Below is a listing to transcribe in full and exactly; keep the pictures out.

## START MATERIAL SHOWN

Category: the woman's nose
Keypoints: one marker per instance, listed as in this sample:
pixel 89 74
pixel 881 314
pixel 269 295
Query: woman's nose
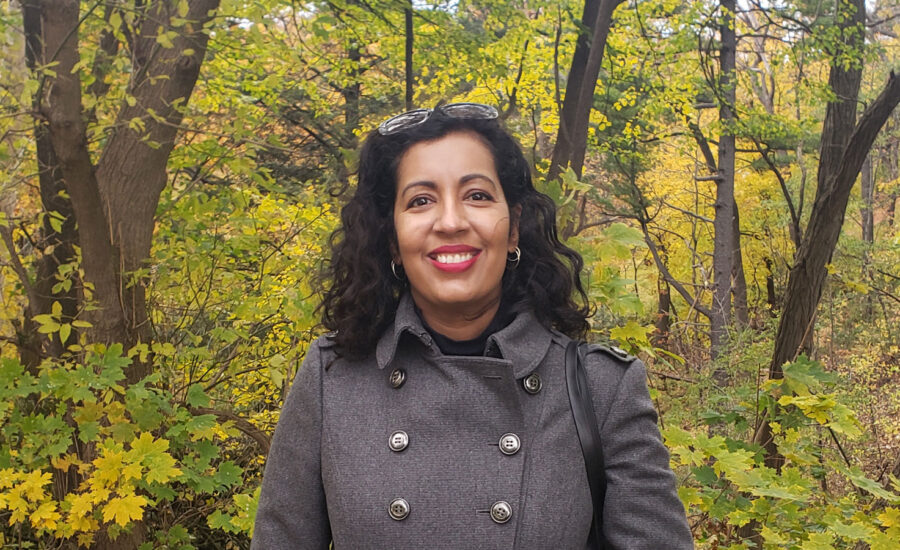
pixel 451 217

## END MATERIAL SHOWN

FULL ANSWER
Category: the woman's nose
Keypoints: one marker per instance, listed as in this sample:
pixel 89 74
pixel 881 314
pixel 269 295
Query: woman's nose
pixel 451 217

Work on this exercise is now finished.